- **Gegeven opdracht A**: Schrijf uit de tekst over wereldbevolking en voedsel letterlijk het gedeelte over dat opent met de woorden "Landbouwdeskundige L. Brown" en sluit met "dezelfde tendens waarneembaar.".
- **Gegeven opdracht B**: Welke jaartallen noemt de tekst over wereldbevolking en voedsel als het moment waarop het eerste, tweede, derde en vierde miljard mensen bereikt werd of naar verwachting bereikt wordt?
- **Gegeven opdracht C**: Hoeveel graan verbruikt de doorsnee-Amerikaan volgens de tekst over wereldbevolking en voedsel in feite per jaar?

- **Aangeleverde tekst**:
☆ ☆ ☆
Tegen 1975 zullen er vier miljard mensen op aarde zijn. De netto-toename zal dan ongeveer 80 miljoen per jaar bedragen (ze loopt nu in de 78 miljoen per jaar, bij een totale bevolking van 3,9 miljard), een jaartoename die gelijk staat met de totale bevolking van Bangla Desh. Alleen India zorgt jaarlijks reeds voor 13 miljoen nieuwe monden die gevoed moeten worden.
Wat de deskundigen vooral verontrust, is dat de wereldbevolking steeds sneller en sneller toeneemt. Er waren duizenden jaren voor nodig om (in ongeveer 1830) het eerste miljard te bereiken. Voor het tweede miljard was nauwelijks honderd jaar nodig (1930), terwijl het derde miljard slechts dertig jaar vergde en in 1960 werd bereikt. Naar alle verwachting is voor het vierde miljard slechts 15 jaar nodig, zodat we dat in 1975 (!) kunnen verwachten.
Landbouwdeskundige L. Brown sprak dan ook: „De wereldgraanreserves daalden in 1973 tot hun laagste niveau in 20 jaar. . . . In 1974 zullen naar alle verwachting de reeds uitgeputte wereldgraanreserves, ondanks de goede oogsten die men in de belangrijkste landen voorziet, nog verder afnemen.”
Wat het bevolkingsprobleem nog „explosiever” maakt, is het feit dat de groeiende miljoenen een betere maaltijd verlangen. Naarmate meer mensen een beter inkomen krijgen, willen er ook meer beter eten. In de Verenigde Staten is bijvoorbeeld de vleesconsumptie per hoofd van de bevolking sinds 1950 verdubbeld. Spanjaarden eten thans tweemaal zoveel vlees als in 1960. En in land na land is dezelfde tendens waarneembaar.
De grotere vraag naar vlees, melkprodukten en eieren, vormt een extra belasting voor alle voedselbronnen. Iemand die rechtstreeks graan eet, verorbert misschien zo’n 200 kilo per jaar. Voegt hij echter vlees, melk en eieren aan zijn voeding toe, dan consumeert hij in feite veel grotere hoeveelheden graan. Enkele getallen wijzen dit uit: de doorsnee-Amerikaan eet slechts 75 kilo graan rechtstreeks, in de vorm van brood, gebak en andere graanprodukten, maar verbruikt in feite een ton (1000 kilo) per jaar, doordat de rest nodig is voor de dieren die het vlees, de melk en de eieren leveren welke hij gedurende het jaar eet.
☆ ☆ ☆
- **Vastgelegde gegevens**:
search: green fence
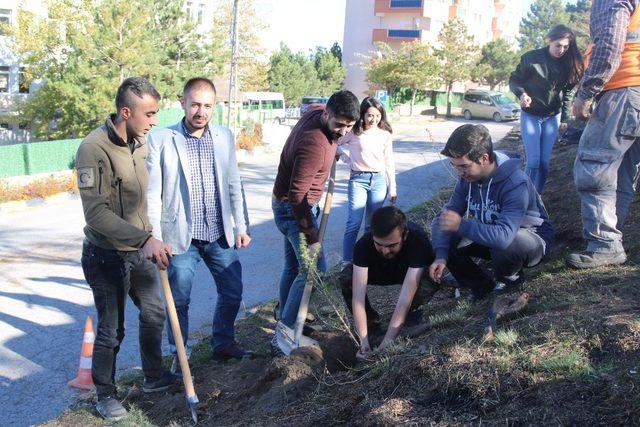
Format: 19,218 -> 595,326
0,108 -> 190,178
☆ ☆ ☆
- **Antwoord oefening A**:
Landbouwdeskundige L. Brown sprak dan ook: „De wereldgraanreserves daalden in 1973 tot hun laagste niveau in 20 jaar. . . . In 1974 zullen naar alle verwachting de reeds uitgeputte wereldgraanreserves, ondanks de goede oogsten die men in de belangrijkste landen voorziet, nog verder afnemen.”
Wat het bevolkingsprobleem nog „explosiever” maakt, is het feit dat de groeiende miljoenen een betere maaltijd verlangen. Naarmate meer mensen een beter inkomen krijgen, willen er ook meer beter eten. In de Verenigde Staten is bijvoorbeeld de vleesconsumptie per hoofd van de bevolking sinds 1950 verdubbeld. Spanjaarden eten thans tweemaal zoveel vlees als in 1960. En in land na land is dezelfde tendens waarneembaar.

- **Antwoord oefening B**:
- Eerste miljard: ongeveer 1830
- Tweede miljard: 1930
- Derde miljard: 1960
- Vierde miljard: naar verwachting 1975

- **Antwoord oefening C**: Een ton, oftewel 1000 kilo.